_Document passage:_
· · · · ·

Philadelphia Catholic Social Services has argued that the City’s failure to award it a new contract for adoption and foster care services targets CSS for its religious beliefs.  The agency refuses to place children in need with same-sex couples.  The Third Circuit Court of Appeals has upheld the denial of a preliminary injunction. It embraces the perspective as phrased by the ACLU lawyers for intervenor Philadelphia Family Pride that “the  fact that CSS’s non-compliance with the City’s non-discrimination requirements is based on its religious beliefs does not mean that the City’s enforcement of its requirements constitutes anti-religious hostility.”

An outbreak of yellow fever in 1797 spurred the formation of what is now Catholic Social Services of the Roman Catholic Archdiocese of Philadelphia.  Rooted in the corporal works of mercy a principal mission of CSS is the care of vulnerable children.  But what began as a voluntary mission of mercy has been transformed.  Today the care of foster children is a highly regulated public service much of which is carried out by private agencies which contract with cities, towns and states.   Catholic Social Services was one of thirty agencies that contracted with the City of Philadelphia for foster care services.  Unable to reach an agreement with the City, the CSS contract expired.  It has not been renewed.

· · · · ·

_Instructions to follow:_
Continue the passage about the Philadelphia foster care contract dispute with Catholic Social Services, picking up right after its final sentence.

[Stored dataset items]
· · · · ·

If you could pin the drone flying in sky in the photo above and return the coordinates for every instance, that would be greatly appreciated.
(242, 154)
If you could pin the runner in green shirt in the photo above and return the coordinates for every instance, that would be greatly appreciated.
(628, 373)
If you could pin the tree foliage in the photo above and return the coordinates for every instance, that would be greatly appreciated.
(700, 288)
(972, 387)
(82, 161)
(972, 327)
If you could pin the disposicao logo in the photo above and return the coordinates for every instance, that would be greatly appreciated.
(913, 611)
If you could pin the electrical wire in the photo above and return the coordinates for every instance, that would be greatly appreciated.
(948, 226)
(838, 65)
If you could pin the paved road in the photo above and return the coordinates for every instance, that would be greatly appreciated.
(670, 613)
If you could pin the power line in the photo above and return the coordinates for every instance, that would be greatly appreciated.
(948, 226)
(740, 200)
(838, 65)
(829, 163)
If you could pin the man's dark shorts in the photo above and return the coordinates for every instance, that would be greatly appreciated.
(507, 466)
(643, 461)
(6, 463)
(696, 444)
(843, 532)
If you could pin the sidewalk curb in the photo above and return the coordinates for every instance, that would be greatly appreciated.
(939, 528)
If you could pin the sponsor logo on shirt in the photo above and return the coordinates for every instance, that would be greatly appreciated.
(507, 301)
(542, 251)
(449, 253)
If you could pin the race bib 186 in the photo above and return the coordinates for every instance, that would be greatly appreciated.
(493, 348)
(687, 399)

· · · · ·

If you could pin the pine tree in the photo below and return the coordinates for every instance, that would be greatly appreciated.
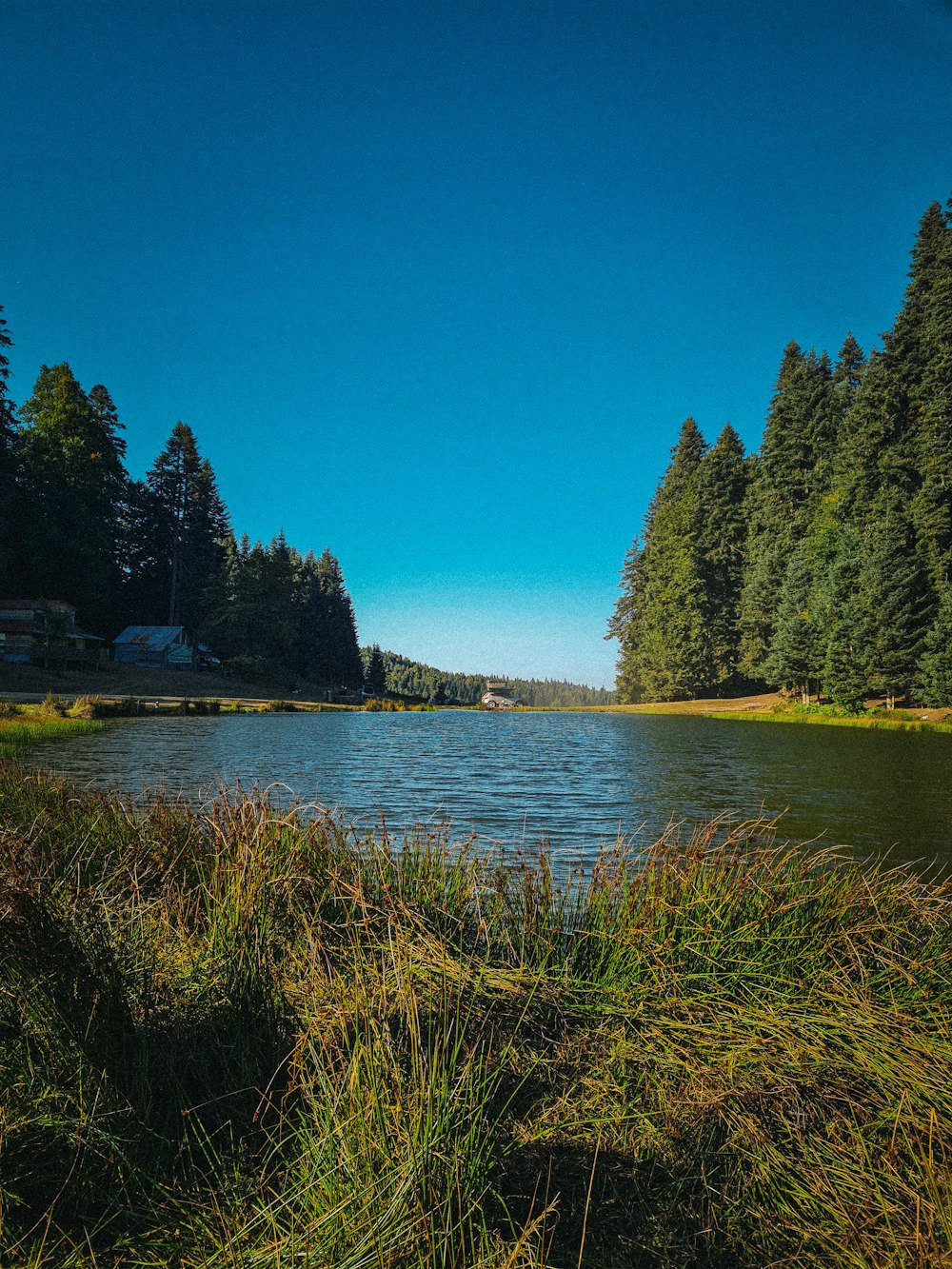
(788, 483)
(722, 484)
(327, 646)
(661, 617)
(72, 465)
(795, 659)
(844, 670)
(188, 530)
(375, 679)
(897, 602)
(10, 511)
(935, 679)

· · · · ·

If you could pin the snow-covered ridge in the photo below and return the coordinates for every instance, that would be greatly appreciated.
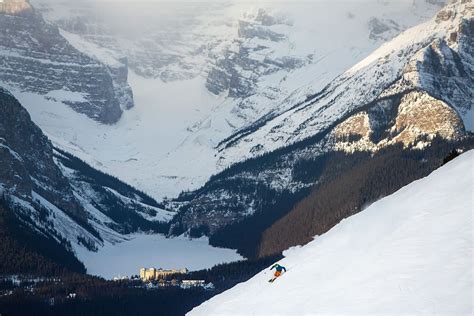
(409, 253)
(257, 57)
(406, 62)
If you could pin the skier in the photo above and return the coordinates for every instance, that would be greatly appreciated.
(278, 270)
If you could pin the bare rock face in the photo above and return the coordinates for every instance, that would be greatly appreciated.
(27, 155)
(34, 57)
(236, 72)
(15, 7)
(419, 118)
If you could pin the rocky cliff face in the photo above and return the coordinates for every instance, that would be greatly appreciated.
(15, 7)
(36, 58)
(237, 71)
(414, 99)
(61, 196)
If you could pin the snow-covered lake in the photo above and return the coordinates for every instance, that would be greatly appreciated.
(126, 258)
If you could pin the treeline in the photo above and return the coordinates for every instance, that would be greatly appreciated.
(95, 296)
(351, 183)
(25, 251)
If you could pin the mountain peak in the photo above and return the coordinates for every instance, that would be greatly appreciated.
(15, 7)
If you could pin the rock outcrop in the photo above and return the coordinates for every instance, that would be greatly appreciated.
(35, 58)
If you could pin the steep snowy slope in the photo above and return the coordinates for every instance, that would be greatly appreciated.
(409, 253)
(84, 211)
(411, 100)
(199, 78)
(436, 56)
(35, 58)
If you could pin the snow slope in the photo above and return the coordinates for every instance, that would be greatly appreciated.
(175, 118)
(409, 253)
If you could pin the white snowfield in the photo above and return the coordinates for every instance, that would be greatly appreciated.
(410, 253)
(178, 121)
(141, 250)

· · · · ·

_Result of the exercise:_
CSS objects to the terms set by City non-discrimination law.  It accepts that it is subject to governmental oversight but an element of the Roman Catholic Catechism leads it to refuse to place children in need with same sex couples.  CSS will only certify foster parents who are either married or single; it will not certify cohabiting unmarried couples, and it considers all same-sex couples to be unmarried, according to the opinion of a Third Circuit panel of Judges Ambro, Scirica, and Rendell.  The court affirmed the District Judge’s denial of a preliminary injunction in Fulton and Catholic Social Services v. City of Philadelphia.

There is no record of any same sex couple challenging the agency but pursuant to a 2018 City Council resolution demanding contractors comply with the Fair Practices Ordinance the City did not renew the CSS contract.  The Archdiocesan agency sought “an order requiring the City to renew their contractual relationship while permitting it to turn away same-sex couples who wish to be foster parents.”

The Circuit Court asked did Philadelphia “have the authority to insist, consistent with the First Amendment and Pennsylvania law, that CSS not discriminate against same-sex couples as a condition of working with it to provide foster care services? Or, inversely, has CSS demonstrated that the City transgressed fundamental guarantees of religious liberty? At this stage and on this record, we conclude that CSS is not entitled to a preliminary injunction.”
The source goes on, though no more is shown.